## TEXT EXTRACT

###

Those of you who manage and administer production systems on which QFS is implemented must also understand QFS performance. You will be providing the information the architect needs to produce a solution. That solution will be only as good as the information on which it is based.  You may be handling the system shakedown, and will need to understand the results. You will be monitoring the system for problems after it goes into production, so you will need to know how the QFS file system should work so you can tell if it isn’t performing optimally. You will be managing changes in the use of the system including the creation of new file systems. If you do not understand the QFS file system and what affects its performance, you cannot do these tasks well.

 

Understanding the performance of any file system requires:1)  Knowledge of the file system metadata and of the read/write characteristics of the file system 2) Knowledge of the intended uses of the file system 3) Understanding how the file system  characteristics interact with the intended use of the file system.  In this paper, we will look at the file system metadata and the most basic read/write characteristics of the file system. In the QFS paper, we will look at more complex issues of performance tuning.

 

The File System

 

All disk-based file systems employ kernel modules that are implemented as part of the operating system kernel. The job of a file-system kernel module is to read from and write to the disk devices used by the file system. These kernel modules expect specific disk layouts of data and of metadata. Metadata is commonly defined as “data about data” and may be held in files such as directories and symbolic links, or in control structures such as inodes and superblocks.

###

(Image outline annotation entries)
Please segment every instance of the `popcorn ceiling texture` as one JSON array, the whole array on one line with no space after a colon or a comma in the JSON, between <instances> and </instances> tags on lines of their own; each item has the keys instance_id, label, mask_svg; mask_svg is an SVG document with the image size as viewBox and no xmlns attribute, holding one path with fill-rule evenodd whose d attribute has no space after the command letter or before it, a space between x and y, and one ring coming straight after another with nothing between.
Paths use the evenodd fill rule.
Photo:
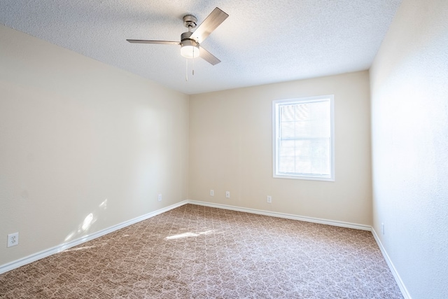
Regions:
<instances>
[{"instance_id":1,"label":"popcorn ceiling texture","mask_svg":"<svg viewBox=\"0 0 448 299\"><path fill-rule=\"evenodd\" d=\"M400 2L2 0L0 23L195 94L368 69ZM230 17L202 46L222 62L195 60L188 82L179 47L125 41L179 41L183 15L216 6Z\"/></svg>"},{"instance_id":2,"label":"popcorn ceiling texture","mask_svg":"<svg viewBox=\"0 0 448 299\"><path fill-rule=\"evenodd\" d=\"M0 275L2 298L402 298L371 232L186 204Z\"/></svg>"}]
</instances>

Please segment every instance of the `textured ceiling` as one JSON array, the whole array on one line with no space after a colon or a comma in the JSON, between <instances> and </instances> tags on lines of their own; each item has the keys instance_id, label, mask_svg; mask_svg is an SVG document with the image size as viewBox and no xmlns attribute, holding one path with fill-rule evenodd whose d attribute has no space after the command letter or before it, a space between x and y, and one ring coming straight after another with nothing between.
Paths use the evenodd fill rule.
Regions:
<instances>
[{"instance_id":1,"label":"textured ceiling","mask_svg":"<svg viewBox=\"0 0 448 299\"><path fill-rule=\"evenodd\" d=\"M369 69L401 0L1 0L0 23L176 90L209 91ZM182 17L230 15L186 81ZM1 37L0 37L1 40Z\"/></svg>"}]
</instances>

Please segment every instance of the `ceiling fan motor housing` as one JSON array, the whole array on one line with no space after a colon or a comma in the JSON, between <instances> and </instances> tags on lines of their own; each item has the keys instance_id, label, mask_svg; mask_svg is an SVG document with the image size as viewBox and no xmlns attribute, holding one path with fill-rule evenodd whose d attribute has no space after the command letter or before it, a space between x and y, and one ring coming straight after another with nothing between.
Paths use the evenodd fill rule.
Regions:
<instances>
[{"instance_id":1,"label":"ceiling fan motor housing","mask_svg":"<svg viewBox=\"0 0 448 299\"><path fill-rule=\"evenodd\" d=\"M183 46L199 47L199 43L190 37L191 34L192 34L192 32L183 32L181 34L181 44Z\"/></svg>"},{"instance_id":2,"label":"ceiling fan motor housing","mask_svg":"<svg viewBox=\"0 0 448 299\"><path fill-rule=\"evenodd\" d=\"M183 26L188 28L196 28L197 25L197 19L192 15L186 15L183 16Z\"/></svg>"}]
</instances>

###

## WHAT YOU HAVE TO DO
Pick up the passage on QFS file system performance after its final sentence and keep writing it.

## EXPECTED ANSWER
 

The Sun StorageTek SAM and QFS software includes a file-system kernel module called samfs. It can be viewed in the output of the command modinfo. This kernel module is able to communicate with the disk layouts for two file systems; the basic file  system (FS) and the high performance file system (QFS). The basic file system is used in the SAM-FS configuration, and the high-performance file system is used with the SAM-QFS and QFS configurations. The disk layout to be placed on hardware and the type of communication between the kernel module samfs and the disk devices is specified in the master configuration file /etc/opt/SUNWsamfs/mcf and nowhere else. This file contains an administrator-selected name for each file system, a list of disk devices included in each, directives for using those disk devices, and a specification called an equipment type identifier which indicates whether the file system is to be set up as a QFS file system or a SAM-FS file system.

 

The disk-based file system used by SAM-QFS is the same as that used by QFS. The SAM-QFS file system configuration applies the archiving software also used in SAM-FS to a QFS file system.

 

The use of archiving is the only difference between a SAM-QFS file system and a QFS file system. A QFS file system configured on a host system not running the archiving software (that is, SUNWqfsr amd SUNWqfsu are installed) does not archive by default. A QFS file system configured on a host running archiving software (that is, SUNWsamfsr and SUNWsamfsu are installed), automatically archives/releases/stages unless the “nosam” option to mount is specified when the file system is mounted. Such a QFS file system can be transformed into a SAM-QFS file system by unmounting it and remounting it without the "nosam" option. Archiving alone can be disabled on a SAM-QFS file system by unmounting it and remounting it with the “noarscan” mount option. In that case staging and releasing will continue to work.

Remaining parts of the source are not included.